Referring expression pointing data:
+ + +

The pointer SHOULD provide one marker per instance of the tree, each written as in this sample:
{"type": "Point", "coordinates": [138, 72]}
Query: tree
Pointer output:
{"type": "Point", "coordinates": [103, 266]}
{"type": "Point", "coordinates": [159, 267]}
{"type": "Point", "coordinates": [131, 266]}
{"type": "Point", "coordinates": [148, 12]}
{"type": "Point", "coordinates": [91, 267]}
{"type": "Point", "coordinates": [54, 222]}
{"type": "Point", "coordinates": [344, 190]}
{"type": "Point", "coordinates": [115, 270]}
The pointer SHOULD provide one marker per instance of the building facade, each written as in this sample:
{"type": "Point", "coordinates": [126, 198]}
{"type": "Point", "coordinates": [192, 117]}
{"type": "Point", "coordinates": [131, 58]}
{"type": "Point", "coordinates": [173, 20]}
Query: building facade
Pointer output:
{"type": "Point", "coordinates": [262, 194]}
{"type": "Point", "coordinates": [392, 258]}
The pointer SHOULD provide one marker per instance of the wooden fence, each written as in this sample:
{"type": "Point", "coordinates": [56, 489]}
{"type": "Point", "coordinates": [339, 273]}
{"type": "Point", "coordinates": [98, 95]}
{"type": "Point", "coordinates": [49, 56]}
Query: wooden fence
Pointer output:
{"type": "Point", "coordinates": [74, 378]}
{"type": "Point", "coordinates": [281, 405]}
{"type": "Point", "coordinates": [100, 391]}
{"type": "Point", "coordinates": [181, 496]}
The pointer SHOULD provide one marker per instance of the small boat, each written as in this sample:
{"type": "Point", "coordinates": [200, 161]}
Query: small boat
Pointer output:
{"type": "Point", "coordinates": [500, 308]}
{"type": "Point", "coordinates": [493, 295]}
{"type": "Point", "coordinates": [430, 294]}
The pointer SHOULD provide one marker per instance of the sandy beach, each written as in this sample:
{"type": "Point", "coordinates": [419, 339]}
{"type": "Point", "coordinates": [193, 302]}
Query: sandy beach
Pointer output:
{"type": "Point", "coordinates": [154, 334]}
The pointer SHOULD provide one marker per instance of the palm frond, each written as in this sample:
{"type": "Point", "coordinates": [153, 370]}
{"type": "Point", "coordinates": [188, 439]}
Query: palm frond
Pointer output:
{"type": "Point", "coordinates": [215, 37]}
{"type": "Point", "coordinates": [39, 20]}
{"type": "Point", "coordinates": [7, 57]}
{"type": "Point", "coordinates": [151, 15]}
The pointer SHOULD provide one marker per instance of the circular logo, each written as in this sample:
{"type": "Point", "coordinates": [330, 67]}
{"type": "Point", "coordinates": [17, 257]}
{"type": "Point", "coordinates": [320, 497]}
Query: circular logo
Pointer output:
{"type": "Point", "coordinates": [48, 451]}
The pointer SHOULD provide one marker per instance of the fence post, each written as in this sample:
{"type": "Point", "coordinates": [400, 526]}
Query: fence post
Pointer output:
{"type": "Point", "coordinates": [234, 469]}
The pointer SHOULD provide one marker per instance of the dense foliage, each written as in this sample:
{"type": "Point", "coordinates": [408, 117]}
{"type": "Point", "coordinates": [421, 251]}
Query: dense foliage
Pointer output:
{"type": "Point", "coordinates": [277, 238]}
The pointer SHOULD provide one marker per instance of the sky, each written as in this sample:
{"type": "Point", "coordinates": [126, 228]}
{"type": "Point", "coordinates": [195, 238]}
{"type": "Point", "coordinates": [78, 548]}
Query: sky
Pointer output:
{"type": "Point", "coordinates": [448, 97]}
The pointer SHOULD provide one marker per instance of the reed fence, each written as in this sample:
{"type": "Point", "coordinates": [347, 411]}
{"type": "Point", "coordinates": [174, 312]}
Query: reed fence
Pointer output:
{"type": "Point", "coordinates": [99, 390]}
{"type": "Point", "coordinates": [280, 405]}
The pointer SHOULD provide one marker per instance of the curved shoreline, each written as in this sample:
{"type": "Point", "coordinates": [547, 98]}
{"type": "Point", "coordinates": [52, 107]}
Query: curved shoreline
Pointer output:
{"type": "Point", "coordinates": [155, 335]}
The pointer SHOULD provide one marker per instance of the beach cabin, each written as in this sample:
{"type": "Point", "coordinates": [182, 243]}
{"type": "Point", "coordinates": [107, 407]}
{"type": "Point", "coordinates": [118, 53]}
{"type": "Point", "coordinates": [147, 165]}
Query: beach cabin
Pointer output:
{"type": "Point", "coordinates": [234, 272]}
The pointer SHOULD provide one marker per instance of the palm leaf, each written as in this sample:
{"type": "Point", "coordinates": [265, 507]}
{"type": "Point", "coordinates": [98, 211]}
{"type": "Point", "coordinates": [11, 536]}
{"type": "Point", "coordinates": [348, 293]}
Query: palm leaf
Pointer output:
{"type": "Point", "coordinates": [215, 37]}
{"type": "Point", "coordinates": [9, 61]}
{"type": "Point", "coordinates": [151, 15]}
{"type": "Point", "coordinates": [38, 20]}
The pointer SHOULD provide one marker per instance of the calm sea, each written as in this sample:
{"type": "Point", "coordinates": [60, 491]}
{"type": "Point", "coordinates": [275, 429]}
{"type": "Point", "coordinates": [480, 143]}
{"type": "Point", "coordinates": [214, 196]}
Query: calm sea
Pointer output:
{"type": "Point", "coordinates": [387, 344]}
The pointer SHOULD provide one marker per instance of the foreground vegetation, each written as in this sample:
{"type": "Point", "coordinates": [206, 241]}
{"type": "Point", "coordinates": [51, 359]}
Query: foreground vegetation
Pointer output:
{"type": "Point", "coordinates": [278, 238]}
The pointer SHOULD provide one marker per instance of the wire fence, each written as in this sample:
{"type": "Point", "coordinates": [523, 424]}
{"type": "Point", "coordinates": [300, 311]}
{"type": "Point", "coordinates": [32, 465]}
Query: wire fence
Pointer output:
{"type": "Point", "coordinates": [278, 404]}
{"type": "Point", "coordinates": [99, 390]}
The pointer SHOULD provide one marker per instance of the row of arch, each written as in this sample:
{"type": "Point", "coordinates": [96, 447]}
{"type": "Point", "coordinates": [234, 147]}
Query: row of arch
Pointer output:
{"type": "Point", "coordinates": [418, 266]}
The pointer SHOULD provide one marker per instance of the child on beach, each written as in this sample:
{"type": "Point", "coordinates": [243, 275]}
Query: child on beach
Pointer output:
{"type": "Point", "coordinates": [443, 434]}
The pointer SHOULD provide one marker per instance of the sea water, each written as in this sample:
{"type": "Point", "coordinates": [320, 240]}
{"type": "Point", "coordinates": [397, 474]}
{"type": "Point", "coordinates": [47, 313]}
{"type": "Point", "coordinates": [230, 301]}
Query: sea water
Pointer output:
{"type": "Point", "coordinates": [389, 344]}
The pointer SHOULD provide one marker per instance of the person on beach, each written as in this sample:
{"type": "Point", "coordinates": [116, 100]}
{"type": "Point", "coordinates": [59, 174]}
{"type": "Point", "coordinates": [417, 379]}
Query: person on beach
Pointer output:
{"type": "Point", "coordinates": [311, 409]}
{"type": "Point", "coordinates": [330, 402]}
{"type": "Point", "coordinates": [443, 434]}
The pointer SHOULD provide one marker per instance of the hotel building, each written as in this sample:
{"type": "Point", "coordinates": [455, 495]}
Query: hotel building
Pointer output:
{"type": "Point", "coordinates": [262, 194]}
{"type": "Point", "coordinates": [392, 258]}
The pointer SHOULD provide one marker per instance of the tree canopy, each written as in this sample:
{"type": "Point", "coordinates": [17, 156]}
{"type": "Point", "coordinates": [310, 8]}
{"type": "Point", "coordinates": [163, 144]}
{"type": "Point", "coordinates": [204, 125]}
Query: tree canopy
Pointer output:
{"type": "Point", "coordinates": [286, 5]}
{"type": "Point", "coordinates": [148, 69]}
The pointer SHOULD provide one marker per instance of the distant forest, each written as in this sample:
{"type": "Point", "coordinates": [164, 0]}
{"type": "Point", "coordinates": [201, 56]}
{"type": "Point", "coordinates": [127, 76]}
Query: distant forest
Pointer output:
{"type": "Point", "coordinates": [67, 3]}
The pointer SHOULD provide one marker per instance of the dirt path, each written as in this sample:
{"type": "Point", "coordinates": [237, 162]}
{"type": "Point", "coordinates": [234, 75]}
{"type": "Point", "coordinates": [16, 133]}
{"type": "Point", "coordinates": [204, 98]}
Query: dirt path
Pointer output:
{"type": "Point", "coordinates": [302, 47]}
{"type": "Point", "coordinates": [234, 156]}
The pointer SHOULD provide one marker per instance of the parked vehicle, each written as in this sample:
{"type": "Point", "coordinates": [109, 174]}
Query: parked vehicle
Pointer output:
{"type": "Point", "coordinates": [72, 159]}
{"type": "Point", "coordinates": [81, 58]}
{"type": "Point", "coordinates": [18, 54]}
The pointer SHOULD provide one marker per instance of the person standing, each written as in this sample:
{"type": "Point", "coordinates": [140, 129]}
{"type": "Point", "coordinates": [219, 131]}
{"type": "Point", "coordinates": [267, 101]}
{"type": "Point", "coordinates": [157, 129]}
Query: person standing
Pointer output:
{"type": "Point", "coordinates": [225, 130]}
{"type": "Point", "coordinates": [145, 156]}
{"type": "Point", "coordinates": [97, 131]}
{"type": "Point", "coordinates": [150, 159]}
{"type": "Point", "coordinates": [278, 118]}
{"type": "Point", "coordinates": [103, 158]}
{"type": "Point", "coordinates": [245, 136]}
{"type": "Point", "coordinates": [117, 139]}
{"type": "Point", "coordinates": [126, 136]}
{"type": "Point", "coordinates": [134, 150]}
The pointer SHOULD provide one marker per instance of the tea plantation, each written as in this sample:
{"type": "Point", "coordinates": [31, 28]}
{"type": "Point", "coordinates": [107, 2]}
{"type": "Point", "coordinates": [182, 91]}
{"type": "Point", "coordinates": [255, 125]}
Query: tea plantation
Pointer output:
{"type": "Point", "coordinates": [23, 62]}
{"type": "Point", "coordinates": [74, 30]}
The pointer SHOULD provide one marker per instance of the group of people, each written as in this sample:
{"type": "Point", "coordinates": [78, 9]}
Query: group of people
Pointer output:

+ + +

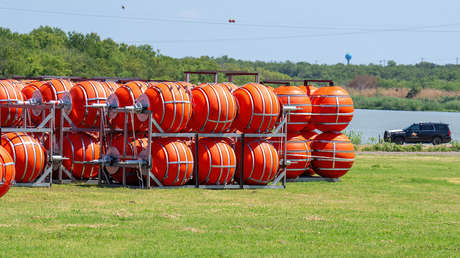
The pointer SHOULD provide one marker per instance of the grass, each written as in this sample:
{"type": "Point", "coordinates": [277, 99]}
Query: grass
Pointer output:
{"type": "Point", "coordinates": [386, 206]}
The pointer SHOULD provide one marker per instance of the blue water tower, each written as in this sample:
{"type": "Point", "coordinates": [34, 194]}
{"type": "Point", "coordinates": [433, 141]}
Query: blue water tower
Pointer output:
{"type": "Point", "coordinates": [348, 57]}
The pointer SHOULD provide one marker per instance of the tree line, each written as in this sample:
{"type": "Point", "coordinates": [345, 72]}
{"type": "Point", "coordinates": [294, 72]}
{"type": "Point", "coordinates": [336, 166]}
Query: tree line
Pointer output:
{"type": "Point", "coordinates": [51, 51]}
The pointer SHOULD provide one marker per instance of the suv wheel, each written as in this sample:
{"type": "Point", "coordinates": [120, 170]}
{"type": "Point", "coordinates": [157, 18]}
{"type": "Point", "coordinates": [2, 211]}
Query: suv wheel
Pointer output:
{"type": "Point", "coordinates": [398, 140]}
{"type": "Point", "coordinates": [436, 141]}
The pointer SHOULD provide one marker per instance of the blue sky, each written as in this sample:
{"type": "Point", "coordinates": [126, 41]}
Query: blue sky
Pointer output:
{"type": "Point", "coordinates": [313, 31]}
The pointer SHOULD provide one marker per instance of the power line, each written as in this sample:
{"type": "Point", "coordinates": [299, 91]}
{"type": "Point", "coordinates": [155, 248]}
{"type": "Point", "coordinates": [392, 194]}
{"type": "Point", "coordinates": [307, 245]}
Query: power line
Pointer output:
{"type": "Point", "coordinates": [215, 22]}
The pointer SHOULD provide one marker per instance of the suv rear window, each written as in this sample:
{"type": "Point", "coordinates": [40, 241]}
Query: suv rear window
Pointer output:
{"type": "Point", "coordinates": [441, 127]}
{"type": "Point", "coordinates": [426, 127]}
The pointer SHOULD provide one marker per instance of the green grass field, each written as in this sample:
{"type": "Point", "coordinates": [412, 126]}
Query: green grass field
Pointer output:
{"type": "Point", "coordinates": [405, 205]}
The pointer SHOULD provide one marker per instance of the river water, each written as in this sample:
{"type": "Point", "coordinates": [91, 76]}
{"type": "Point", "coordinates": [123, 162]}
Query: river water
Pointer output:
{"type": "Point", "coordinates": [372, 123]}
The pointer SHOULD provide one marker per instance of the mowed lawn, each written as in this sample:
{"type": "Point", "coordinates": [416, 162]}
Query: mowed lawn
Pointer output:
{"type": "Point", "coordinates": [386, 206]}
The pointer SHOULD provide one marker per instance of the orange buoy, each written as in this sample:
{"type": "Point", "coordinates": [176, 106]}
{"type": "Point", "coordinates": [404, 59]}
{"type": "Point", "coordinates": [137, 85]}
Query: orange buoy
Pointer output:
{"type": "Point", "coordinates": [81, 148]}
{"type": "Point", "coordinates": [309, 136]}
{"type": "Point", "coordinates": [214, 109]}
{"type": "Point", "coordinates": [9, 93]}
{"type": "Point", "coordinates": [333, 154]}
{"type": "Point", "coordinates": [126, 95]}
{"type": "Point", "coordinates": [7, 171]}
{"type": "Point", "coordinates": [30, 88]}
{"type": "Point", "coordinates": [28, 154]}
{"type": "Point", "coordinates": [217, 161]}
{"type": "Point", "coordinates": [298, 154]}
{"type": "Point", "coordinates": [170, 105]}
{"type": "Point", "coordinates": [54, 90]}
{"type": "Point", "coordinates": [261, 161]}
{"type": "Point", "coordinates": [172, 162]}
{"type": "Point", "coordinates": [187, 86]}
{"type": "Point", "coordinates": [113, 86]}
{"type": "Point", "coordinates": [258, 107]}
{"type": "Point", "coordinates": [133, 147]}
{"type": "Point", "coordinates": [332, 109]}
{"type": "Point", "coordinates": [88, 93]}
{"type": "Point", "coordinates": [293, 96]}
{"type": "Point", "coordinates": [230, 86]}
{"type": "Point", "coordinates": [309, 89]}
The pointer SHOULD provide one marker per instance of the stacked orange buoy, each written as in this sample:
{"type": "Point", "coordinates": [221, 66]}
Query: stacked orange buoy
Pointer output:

+ + +

(HOW TO COMPLETE THIS TASK) Could you find each line in the entries that contains the string "window" and copy it?

(RESULT FOR THIS TASK)
The pointer SHOULD provide one marker per instance of the suv rear window, each written as in this sample:
Query: suv rear window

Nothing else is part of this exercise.